(What is required) In the text on healing and social identity, what can difficult topics and statistics on oppression do to a collective trauma shape?

It isn’t only the impacts of social oppressions that need healing, for example, healing for victims of racist violence or for the racist actors themselves. Rather, we need healing at a deeper level, one of understanding ourselves as being raced to begin with and of embodying that categorization so trenchantly. The same applies to understanding ourselves as being binarily gendered and heterosexually oriented.
It isn’t just healing for victims of heterosexist violence or even healing for those who commit homophobic hate crimes that will be needed. Rather, we need healing from the identity constructs of gender and sexuality that themselves cause society-wide pain. Sometimes individuals are so accustomed to traumatic pain that they don’t perceive it anymore (“Surely,” one says, “this is just how a lower back feels! Everyone is like this. It’s normal”). So too, centuries into the outworkings of modern colonialism, the collective body no longer notices the pain of our gendered, sexed, and raced trauma shapes.
So accustomed are we to constricted embodiment that it is possible to think our work is trauma-informed yet still not get to the roots of the trauma. Our social transformation efforts may focus on racism, heterosexism, or sexism as traumatic conditions. But we may not recognize as trauma retentions the act of categorizing by race or gender binarity or the assignment of normative correctness to sexual/affectional preference (why are we categorizing people this way in the first place?).
Though many initiatives might have excellent programming about the impacts of oppression, a body doesn’t release a traumatic retention solely out of an impressive speaker or persuasive facts about how bad things are. Those may actually harden a collective trauma shape: difficult topics and statistics on oppression can double down traumatic patterns if those stats are overwhelming. They may act as triggers to individual or organizational bodies already in the fight, flight, or freeze patterns that we know as social identities.

(Record set)
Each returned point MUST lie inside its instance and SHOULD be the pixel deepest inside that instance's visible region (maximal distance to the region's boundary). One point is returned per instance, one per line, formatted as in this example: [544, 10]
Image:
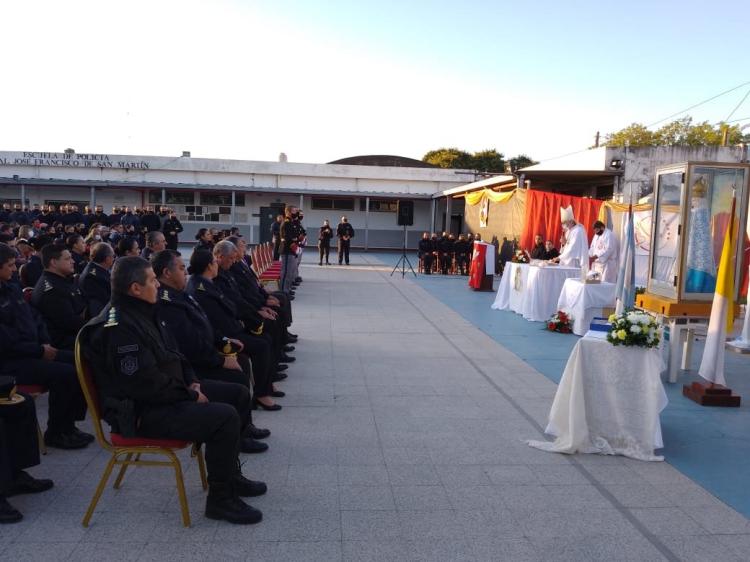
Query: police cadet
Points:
[148, 389]
[289, 234]
[26, 354]
[222, 314]
[19, 449]
[58, 298]
[345, 233]
[426, 249]
[198, 341]
[94, 281]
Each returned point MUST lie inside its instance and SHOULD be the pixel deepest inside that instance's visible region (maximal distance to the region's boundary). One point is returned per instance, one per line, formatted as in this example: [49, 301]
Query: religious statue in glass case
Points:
[692, 206]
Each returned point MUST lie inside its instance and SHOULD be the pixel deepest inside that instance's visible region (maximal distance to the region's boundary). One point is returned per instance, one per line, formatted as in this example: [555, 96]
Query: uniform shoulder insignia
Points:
[112, 318]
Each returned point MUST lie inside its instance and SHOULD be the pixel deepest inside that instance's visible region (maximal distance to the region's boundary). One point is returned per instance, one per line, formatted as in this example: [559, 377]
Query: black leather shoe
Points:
[65, 441]
[256, 432]
[274, 408]
[251, 446]
[8, 513]
[24, 483]
[245, 487]
[223, 503]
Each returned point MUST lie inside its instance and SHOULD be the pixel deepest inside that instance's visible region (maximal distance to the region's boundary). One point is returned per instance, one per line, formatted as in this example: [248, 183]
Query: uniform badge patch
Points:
[128, 365]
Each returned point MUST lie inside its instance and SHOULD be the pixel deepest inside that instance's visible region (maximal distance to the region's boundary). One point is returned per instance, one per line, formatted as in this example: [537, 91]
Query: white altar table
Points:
[584, 301]
[608, 401]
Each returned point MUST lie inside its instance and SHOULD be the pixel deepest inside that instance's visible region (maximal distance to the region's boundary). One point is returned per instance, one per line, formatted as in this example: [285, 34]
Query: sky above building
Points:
[321, 81]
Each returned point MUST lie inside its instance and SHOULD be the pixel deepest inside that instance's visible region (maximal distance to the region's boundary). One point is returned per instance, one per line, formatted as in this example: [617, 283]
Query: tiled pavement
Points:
[400, 439]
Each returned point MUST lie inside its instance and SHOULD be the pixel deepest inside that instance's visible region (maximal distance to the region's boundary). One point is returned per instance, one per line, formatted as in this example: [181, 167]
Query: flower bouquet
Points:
[560, 322]
[634, 328]
[520, 257]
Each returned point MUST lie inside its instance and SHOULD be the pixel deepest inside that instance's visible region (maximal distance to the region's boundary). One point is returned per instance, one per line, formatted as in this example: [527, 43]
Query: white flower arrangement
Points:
[634, 328]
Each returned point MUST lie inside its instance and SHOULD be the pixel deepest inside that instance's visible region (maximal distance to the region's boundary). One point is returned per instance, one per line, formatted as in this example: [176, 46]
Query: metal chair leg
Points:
[121, 473]
[99, 490]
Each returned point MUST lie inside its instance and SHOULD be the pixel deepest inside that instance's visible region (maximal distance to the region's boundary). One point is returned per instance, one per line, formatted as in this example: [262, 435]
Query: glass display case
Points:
[692, 206]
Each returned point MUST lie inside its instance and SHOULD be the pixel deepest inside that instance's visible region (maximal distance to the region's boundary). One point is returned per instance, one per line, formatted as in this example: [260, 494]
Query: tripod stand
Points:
[403, 261]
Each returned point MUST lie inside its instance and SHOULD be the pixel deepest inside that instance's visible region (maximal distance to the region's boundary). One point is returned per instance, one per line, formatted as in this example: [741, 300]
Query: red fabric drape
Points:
[543, 216]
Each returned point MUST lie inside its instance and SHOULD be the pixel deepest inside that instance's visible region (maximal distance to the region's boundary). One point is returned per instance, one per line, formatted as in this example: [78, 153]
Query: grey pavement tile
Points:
[374, 475]
[610, 548]
[700, 549]
[311, 475]
[412, 498]
[376, 550]
[497, 549]
[370, 525]
[667, 521]
[36, 552]
[424, 474]
[366, 498]
[719, 519]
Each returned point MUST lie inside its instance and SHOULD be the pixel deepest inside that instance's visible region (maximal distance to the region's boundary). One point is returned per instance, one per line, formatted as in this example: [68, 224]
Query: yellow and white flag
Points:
[722, 312]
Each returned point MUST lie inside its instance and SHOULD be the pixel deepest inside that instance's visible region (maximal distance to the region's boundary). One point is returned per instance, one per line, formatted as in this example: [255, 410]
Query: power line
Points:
[699, 104]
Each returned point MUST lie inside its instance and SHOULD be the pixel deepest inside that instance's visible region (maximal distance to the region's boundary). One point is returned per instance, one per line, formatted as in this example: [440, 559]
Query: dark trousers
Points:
[344, 246]
[66, 402]
[19, 444]
[217, 424]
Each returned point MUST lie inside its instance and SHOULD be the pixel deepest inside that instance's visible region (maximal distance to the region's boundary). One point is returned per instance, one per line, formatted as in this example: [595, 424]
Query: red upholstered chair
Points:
[127, 451]
[35, 391]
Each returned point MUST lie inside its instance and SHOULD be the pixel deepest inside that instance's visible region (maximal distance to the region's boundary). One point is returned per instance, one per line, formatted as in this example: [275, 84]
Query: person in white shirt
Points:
[575, 253]
[605, 252]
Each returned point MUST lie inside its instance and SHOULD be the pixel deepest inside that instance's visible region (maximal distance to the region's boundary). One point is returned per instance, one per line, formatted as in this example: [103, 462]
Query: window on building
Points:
[380, 205]
[182, 197]
[222, 198]
[332, 204]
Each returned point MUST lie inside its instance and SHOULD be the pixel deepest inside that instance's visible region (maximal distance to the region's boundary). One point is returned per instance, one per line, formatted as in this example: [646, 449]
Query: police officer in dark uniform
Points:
[25, 353]
[345, 233]
[148, 389]
[196, 338]
[426, 249]
[222, 313]
[94, 281]
[58, 298]
[19, 449]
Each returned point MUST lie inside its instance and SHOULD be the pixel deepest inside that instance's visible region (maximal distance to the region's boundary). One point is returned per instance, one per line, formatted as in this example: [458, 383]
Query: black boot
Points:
[224, 504]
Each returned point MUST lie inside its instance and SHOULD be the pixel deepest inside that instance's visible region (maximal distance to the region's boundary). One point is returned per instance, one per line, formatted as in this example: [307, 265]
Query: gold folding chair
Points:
[127, 451]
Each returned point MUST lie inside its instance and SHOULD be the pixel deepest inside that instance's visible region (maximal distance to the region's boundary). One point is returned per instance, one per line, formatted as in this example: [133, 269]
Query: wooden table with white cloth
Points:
[584, 301]
[608, 401]
[532, 290]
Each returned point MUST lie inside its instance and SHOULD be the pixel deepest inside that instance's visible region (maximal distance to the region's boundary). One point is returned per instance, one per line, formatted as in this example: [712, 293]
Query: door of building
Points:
[267, 218]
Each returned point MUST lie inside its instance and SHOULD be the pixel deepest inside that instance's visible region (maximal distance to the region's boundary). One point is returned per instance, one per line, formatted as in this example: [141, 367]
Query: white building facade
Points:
[222, 193]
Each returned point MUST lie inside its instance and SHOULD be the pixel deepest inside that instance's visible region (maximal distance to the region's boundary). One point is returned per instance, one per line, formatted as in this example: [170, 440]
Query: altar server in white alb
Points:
[605, 253]
[575, 253]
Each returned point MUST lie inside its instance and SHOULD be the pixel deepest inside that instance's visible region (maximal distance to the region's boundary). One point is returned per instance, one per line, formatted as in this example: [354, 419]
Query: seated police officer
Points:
[196, 338]
[25, 353]
[148, 389]
[19, 449]
[222, 313]
[94, 281]
[58, 298]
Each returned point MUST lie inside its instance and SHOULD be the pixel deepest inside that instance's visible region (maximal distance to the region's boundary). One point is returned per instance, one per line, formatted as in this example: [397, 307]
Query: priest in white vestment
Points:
[575, 253]
[605, 252]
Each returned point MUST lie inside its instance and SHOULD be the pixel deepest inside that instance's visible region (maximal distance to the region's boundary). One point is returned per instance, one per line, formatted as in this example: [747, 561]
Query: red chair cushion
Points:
[32, 388]
[120, 441]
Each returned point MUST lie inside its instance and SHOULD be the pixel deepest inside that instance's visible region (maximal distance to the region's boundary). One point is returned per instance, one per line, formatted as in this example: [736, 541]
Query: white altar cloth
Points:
[608, 402]
[531, 290]
[584, 301]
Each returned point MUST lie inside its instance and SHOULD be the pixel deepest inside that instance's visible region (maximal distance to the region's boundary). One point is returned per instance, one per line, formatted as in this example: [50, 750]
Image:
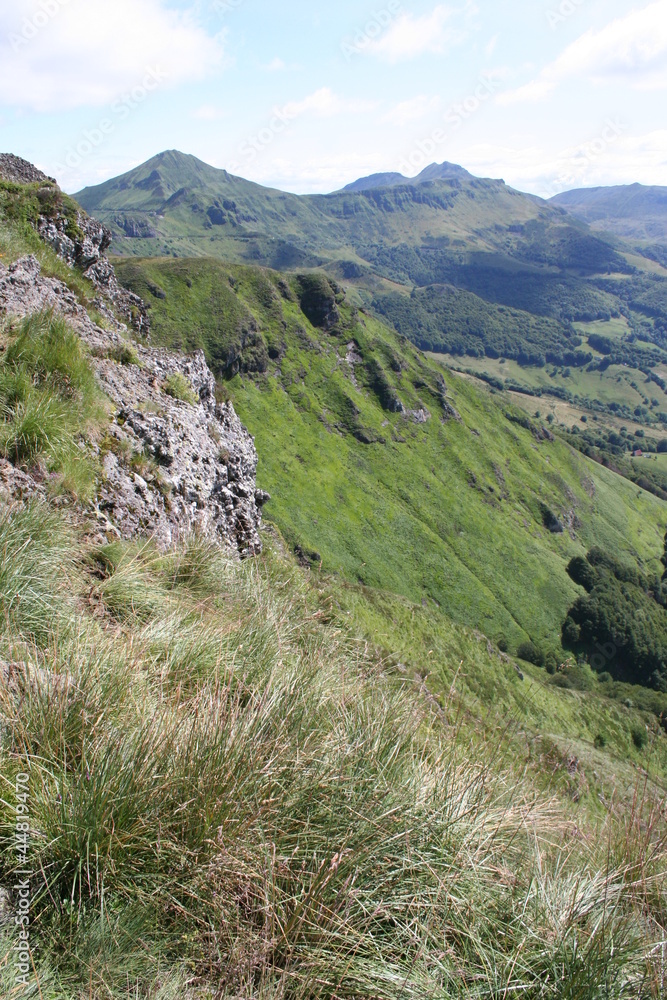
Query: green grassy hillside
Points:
[449, 511]
[263, 780]
[504, 248]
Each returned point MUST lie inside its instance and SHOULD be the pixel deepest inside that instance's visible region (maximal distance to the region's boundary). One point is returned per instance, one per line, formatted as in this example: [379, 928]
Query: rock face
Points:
[171, 466]
[86, 250]
[13, 168]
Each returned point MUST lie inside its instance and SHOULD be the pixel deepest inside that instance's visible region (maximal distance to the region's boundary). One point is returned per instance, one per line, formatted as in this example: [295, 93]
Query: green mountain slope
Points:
[373, 476]
[507, 248]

(Written solution) They can harden it, doubling down traumatic patterns if the statistics are overwhelming.